Task requirements:
• a. In the text on React component patterns, what must the user do to confirm a delete operation with the example delete button?
• b. Extend the text on React component patterns, starting after its final sentence.
[Document start]
Pattern 1: use high-level state objects in dumb React components
React components are functions that create the (shadow) DOM elements that are rendered in the browser. This task usually involves taking care of a lot of small details, such as setting margins, dealing with responsiveness, setting click handlers etc. This code tends to be relatively straightforward, but there are usually a lot of small details to take care of. If you mix this code with non-trivial state management code, then the result is usually not nicely readable. Therefore, I try to make each component agnostic of low level details related to state management.
One way to achieve this is to create high-level custom hooks that wrap around React’s useState hook (or any other hooks). For example, imagine a delete button that requires the user to confirm a delete operation by typing a special word. This button could use the following state:
export const useLockedDeleteFlag = (unlockWord: string) => {
const [askForTheUnlockWord, _setAskForTheUnlockWord] = React.useState(false);
const [inputWord, setInputWord] = React.useState<string | null>(null);
return {
askForTheUnlockWord,
// When the user presses delete, we ask for the unlock word
setAskForTheUnlockWord: (x: boolean) => {
setInputWord("");
_setAskForTheUnlockWord(true);
},
isDeleteUnlocked: askForTheUnlockWord && inputWord === unlockWord,
inputWord,
// If this function is called with the correct word, then the delete
// operation is unlocked
setInputWord
};
};
Pattern 2: data fetching is triggered by the url
When a component must render some data, then it should either receive that data from a parent component (or React context) or fetch it from the server. I avoid the latter option because when different components request the same data then it can lead to overfetching. It can also lead to data inconsistencies between components that query the server at different times. Finally, giving a component the responsibility to fetch data can clutter the code of that component.
[Document end]
[Record excerpts start]
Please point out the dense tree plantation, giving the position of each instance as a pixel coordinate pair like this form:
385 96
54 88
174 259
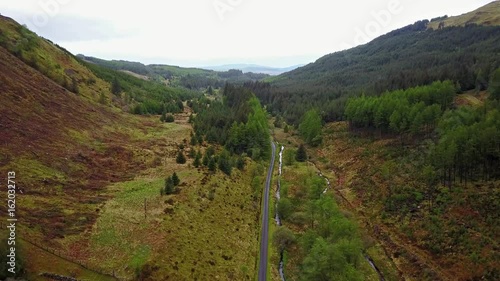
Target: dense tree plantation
[Record excerpts end]
Solved problems:
• a. Type a special word.

• b.
In my approach, data fetching is triggered by the url. I look at the UrlRouter component to identify the group of components that need a particular dataset and wrap them in (what I call) a state-provider component. This state-provider fetches data from the server and stores it in a state object that is made available as a React context. Actually, I use a special kind of React context, but more about that later.
Note that the state-provider does not necessarily have to provide the orginal server state to its consumer components. It has the option of wrapping the server state in a high-level interface, that better fits the needs of the components.
Below we see an example of two components wrapped in a state-provider component.
export const UrlRouter = () => {
return (
<Router history={history}>
<Route path="/home"><WelcomeScreen /></Route>
<Route path="/home/artist/:artistId">
<ArtistStateProvider>
<Route path="/home/artist/:artistId/bio">
<ArtistBioView />
</Route>
<Route path="/home/artist/:artistId/recordLabel">
<RecordLabelView />
</Route>
</ArtistStateProvider>
</Route>
</Router>
);
};
And here is the example code for the state-provider. Note that it loads the data and then wraps it in a ArtistState object. If the clients require special logic for working with the server data, then this logic could be added to the ArtistState class.
export const ArtistStateContext = React.createContext<ArtistState | null>(null);
export const ArtistStateProvider = (props: React.PropsWithChildren<{}>) => {
const artistStateQuery = useGetArtistStateQuery();
const [artistState, setArtistState] = React.useState<ArtistState | null>(null);
React.useEffect(() => {
if (artistStateQuery.status === "success") {
setArtistState(new ArtistState(
artistStateQuery.data.artist.bio,
artistStateQuery.data.artist.recordLabel,
));
}
}, [artistStateQuery.status]);
return (
<ArtistStateContext.Provider value={artistState}>
{props.children}
</ArtistStateContext.Provider>
)
};
Pattern 3: use default properties
The solution of pattern 2 is nice but it has a drawback since components are now coupled to the ArtistStateContext. This limits their reusability (we can only use them when our data is in a ArtistStateContext), and it also makes their data requirements less transparent (because we have to look inside the component function to find out which contexts it is using).
This can be improved by declaring all component properties upfront, and allowing the values for these properties to come from either the parent component or from a set of default properties. In most cases, the component doesn’t know or care where the values really come from. The default properties are still stored in a React context, but this is transparent to the component.
Below, we see an ArtistStateProvider that declares two default properties: artistBio and recordLabel. The ArtistBioView component uses one of them (artistBio). It’s important to note that all components that are nested inside the ArtistStateProvider can access the default properties, regardless of the level of nesting.
import { NestedDefaultPropsProvider } from 'react-default-props-context';
export const ArtistStateProvider = (props: React.PropsWithChildren<{}>) => {
// The code for creating the ArtistState instance is the same as in pattern 2.
// However, the return value is different, as shown below.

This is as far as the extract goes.